Stated problem | Please copy the material below, renaming "paddle" to "oar" wherever it occurs and changing nothing else.

[Extracted records]
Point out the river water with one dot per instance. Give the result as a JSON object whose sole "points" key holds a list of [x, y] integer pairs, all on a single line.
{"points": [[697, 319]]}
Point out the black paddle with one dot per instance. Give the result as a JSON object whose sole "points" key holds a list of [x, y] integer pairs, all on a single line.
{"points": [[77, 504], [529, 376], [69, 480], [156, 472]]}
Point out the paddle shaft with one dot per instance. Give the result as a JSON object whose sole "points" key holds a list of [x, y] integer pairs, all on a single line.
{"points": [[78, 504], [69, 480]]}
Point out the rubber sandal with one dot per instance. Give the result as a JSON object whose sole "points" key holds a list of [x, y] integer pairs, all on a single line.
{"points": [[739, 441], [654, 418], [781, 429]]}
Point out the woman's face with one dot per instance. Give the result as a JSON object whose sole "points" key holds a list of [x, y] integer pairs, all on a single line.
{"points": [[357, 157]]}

Response below |
Point out the river water with one dot per instance. Give the result as a JSON object whose sole "points" key holds a list of [x, y] integer pairs, all on a single line.
{"points": [[697, 319]]}
Point out the black oar with one dot per instance. Give the result as a JSON object whose sole "points" key holds a list of [x, y] integer pairs, all on a single line.
{"points": [[77, 504], [529, 376], [69, 480], [156, 472]]}
Point out the oar shaft with one dot per instance. Give the result as a JSON object whose sole "points" key holds a list of [x, y] integer pairs, all on a single line.
{"points": [[78, 504], [69, 480]]}
Point out the rubber sandal with one dot per instance. Give the result as a JSON object whose sole "points" key holds a list of [x, y] integer pairs, all on a single line.
{"points": [[739, 441], [654, 418], [781, 429]]}
Point out the woman's face with one dot per instance. Give the result as a JSON object whose sole "points" key holds a list of [x, y] integer pairs, all on a single line.
{"points": [[357, 157]]}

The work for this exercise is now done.